(Phrase grounding data)
▼

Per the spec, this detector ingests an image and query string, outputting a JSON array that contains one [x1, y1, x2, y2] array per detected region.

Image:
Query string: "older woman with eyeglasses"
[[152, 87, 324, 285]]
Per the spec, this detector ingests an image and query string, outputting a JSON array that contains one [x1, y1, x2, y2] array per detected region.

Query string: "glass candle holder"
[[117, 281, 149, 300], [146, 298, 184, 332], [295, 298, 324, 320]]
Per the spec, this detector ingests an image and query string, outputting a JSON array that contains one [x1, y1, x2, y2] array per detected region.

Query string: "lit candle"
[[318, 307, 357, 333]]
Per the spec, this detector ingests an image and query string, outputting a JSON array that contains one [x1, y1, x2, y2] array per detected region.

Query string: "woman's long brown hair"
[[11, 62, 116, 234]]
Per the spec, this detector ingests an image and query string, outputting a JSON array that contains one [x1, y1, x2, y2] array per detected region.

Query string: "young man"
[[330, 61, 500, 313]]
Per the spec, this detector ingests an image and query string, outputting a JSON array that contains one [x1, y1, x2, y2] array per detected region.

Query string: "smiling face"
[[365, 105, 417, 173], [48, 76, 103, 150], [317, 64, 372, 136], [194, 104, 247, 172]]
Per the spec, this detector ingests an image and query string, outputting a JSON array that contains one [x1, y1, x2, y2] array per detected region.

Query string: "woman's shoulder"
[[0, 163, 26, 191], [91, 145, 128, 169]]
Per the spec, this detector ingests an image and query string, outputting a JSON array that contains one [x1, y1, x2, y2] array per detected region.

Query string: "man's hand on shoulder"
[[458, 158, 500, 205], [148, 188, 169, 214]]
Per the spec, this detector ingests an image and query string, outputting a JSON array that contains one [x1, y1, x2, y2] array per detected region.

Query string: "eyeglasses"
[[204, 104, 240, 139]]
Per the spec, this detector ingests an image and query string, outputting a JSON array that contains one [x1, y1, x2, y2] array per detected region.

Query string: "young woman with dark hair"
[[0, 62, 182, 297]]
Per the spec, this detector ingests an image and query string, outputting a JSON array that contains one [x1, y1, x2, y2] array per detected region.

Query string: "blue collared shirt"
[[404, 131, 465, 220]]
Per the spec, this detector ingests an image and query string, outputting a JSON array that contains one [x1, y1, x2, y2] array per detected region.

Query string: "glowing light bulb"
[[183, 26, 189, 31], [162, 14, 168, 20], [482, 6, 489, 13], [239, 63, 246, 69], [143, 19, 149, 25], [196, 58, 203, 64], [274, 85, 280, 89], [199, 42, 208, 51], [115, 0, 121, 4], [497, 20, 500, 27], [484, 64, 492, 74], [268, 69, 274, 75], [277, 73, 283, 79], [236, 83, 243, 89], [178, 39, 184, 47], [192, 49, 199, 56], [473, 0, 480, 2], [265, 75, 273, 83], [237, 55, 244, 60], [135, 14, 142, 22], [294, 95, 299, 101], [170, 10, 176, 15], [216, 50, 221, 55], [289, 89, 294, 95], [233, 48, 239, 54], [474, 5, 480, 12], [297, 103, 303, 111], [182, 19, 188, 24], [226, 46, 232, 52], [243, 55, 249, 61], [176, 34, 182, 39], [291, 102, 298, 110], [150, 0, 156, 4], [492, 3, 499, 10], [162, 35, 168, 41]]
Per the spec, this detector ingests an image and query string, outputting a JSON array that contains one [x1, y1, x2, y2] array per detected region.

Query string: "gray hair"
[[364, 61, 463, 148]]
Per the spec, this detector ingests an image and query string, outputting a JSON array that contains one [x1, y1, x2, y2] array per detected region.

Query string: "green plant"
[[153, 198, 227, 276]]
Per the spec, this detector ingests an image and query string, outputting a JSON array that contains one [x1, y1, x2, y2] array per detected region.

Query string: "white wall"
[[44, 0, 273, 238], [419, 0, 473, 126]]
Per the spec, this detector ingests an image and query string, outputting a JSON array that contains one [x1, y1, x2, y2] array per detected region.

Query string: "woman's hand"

▲

- **THE TASK**:
Write out all the records above one more time, exactly.

- **EXERCISE RESPONSE**:
Per the spec, this detector ingests an image and query string, outputting a JSON array that contains one [x1, y1, x2, y2] array per detected region.

Image:
Query string: "older woman with eyeglasses"
[[152, 87, 324, 285]]
Per the spec, this detector ingests an image and query string, outputting a JSON array that contains one [x1, y1, x2, y2] array per detected region.

Query string: "glass candle holder"
[[117, 281, 149, 300], [146, 298, 184, 332], [295, 298, 324, 320]]
Per the spec, this detector ingests an image and query string, outputting a JSON array that contains one [x1, y1, x2, y2] array per detected region.

Query string: "lit candle"
[[318, 307, 357, 333]]
Per the spec, this detector ingests an image and query string, outputting a JSON array that contains one [x1, y1, x2, y2] array per detected region.

Query string: "woman's long brown hair"
[[11, 62, 116, 234]]
Per the spec, this detector ingests an image and query string, outputting a JSON array that contains one [x1, y1, x2, y2] array per detected region.

Query string: "young man"
[[330, 61, 500, 313]]
Per the spec, this detector ingests an image and query string, outputting a JSON array that contains one [x1, y1, x2, y2] array per detected region.

Query string: "smiling face"
[[365, 105, 417, 173], [48, 76, 103, 150], [317, 64, 372, 136], [194, 104, 247, 172]]
Per the spec, this detector ingests an image and query string, outputting a JSON array that contains one [x1, y1, x2, y2] array per detected region.

Query string: "woman's shoulder"
[[0, 163, 26, 191], [91, 145, 128, 169]]
Per the spec, this detector ingests an image and query string, outputting a JSON array that contains one [x1, y1, x2, y2] array per detected region.

Query string: "man's hand on shoulder"
[[458, 158, 500, 205], [148, 188, 169, 214]]
Per the spec, this detector ingests an image and query string, outputting a JSON array that contains one [x1, y1, x2, y2] array per detected region.

Query string: "eyeglasses"
[[204, 104, 240, 139]]
Per the spec, this detector ingests an image and query string, outputting a JSON array that contains one [x1, y1, x2, y2] array per detected region.

Query string: "young woman with dark hair"
[[0, 62, 182, 297]]
Per the spec, this detector ingests an image and query string, outputting a JSON array that contains one [x1, y1, x2, y2] array per detected region.

Query string: "blue collared shirt"
[[404, 131, 465, 220]]
Per the spec, this detector ingests an image and query string, outputting a JSON array that contains one [x1, y1, x2, y2] array per detected region.

Query string: "glowing light bulb"
[[183, 26, 189, 31], [162, 14, 168, 20], [482, 6, 489, 13], [239, 63, 246, 69], [143, 19, 149, 25], [196, 58, 203, 64], [274, 85, 280, 89], [199, 42, 208, 51], [115, 0, 121, 4], [497, 20, 500, 27], [484, 64, 492, 74], [268, 69, 274, 75], [277, 73, 283, 79], [236, 83, 243, 89], [178, 39, 184, 47], [192, 49, 199, 56], [473, 0, 480, 2], [265, 75, 273, 83], [237, 55, 244, 60], [135, 14, 142, 22], [294, 95, 299, 101], [170, 10, 176, 15], [216, 50, 221, 55], [289, 89, 294, 95], [233, 48, 239, 54], [474, 5, 480, 12], [297, 103, 303, 111], [182, 19, 188, 24], [226, 46, 232, 52], [243, 55, 249, 61], [176, 34, 182, 39], [291, 102, 298, 110], [150, 0, 156, 4], [492, 3, 499, 10], [162, 35, 168, 41]]
Per the spec, this detector ingests an image and query string, outputting a JSON array that contains one [x1, y1, x2, y2] array per detected region.

Query string: "gray hair"
[[364, 61, 463, 148]]
Per the spec, this detector ingests an image and query string, outputting a JSON array that contains one [x1, y1, x2, y2] array per detected region.

Query string: "green plant"
[[153, 198, 227, 276]]
Per the spec, this detector ingests an image and query string, outputting a JSON array that contains one [x1, y1, x2, y2] array per detected region.

Query string: "white wall"
[[44, 0, 273, 238], [419, 0, 473, 126]]
Per the spec, this detector ingests an image and query string, outputting a JSON array that contains one [x1, y1, x2, y2] array per detected region.

Query string: "woman's hand"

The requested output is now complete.